▸ **Exercise input**:
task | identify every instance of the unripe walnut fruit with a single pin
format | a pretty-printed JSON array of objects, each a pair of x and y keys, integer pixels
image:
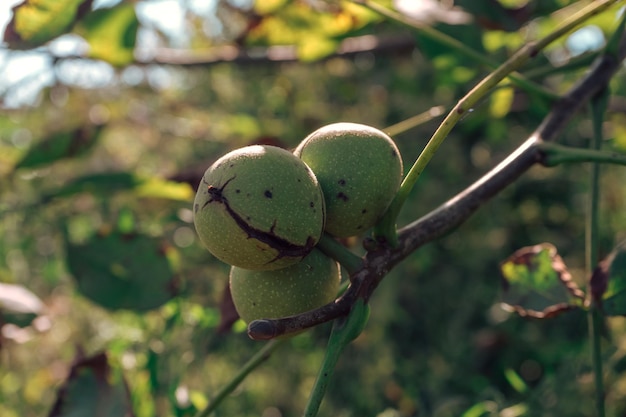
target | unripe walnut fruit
[
  {"x": 309, "y": 284},
  {"x": 359, "y": 169},
  {"x": 259, "y": 207}
]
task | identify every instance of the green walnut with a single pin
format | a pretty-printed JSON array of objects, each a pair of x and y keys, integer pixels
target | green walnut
[
  {"x": 259, "y": 207},
  {"x": 309, "y": 284},
  {"x": 359, "y": 169}
]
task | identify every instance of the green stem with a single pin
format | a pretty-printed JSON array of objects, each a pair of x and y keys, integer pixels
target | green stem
[
  {"x": 595, "y": 319},
  {"x": 340, "y": 253},
  {"x": 555, "y": 154},
  {"x": 260, "y": 357},
  {"x": 345, "y": 330},
  {"x": 578, "y": 62},
  {"x": 387, "y": 226},
  {"x": 414, "y": 121}
]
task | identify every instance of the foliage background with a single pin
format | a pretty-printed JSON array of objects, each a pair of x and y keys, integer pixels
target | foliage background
[{"x": 437, "y": 343}]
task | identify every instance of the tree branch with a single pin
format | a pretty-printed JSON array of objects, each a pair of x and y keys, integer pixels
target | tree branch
[{"x": 378, "y": 262}]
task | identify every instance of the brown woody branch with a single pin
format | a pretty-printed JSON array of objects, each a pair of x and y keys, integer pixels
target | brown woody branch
[{"x": 377, "y": 263}]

▸ **Instructions to follow**: Repeat the entries word for word, starting with the line that contains "task | identify every instance of the foliage" and going on through the last line of the entries.

▸ **Solution for this exercise**:
task | identify every instance of the foliage background with a single pin
format | a pretty-printed JSON array of objects, each a pair of x and y keys, integer pixels
target | foliage background
[{"x": 437, "y": 343}]
task | identify every instance of the tree branch with a single pin
format | a pretty-printed JSON array of objects, each a pair of x and y keys, integer pixels
target | tree branch
[{"x": 378, "y": 262}]
task | identify every instance of the brown woody branch with a single pin
format | a pretty-printed JSON array of objects, each a pair of x and y keys, integer pixels
target | brown woody branch
[{"x": 377, "y": 263}]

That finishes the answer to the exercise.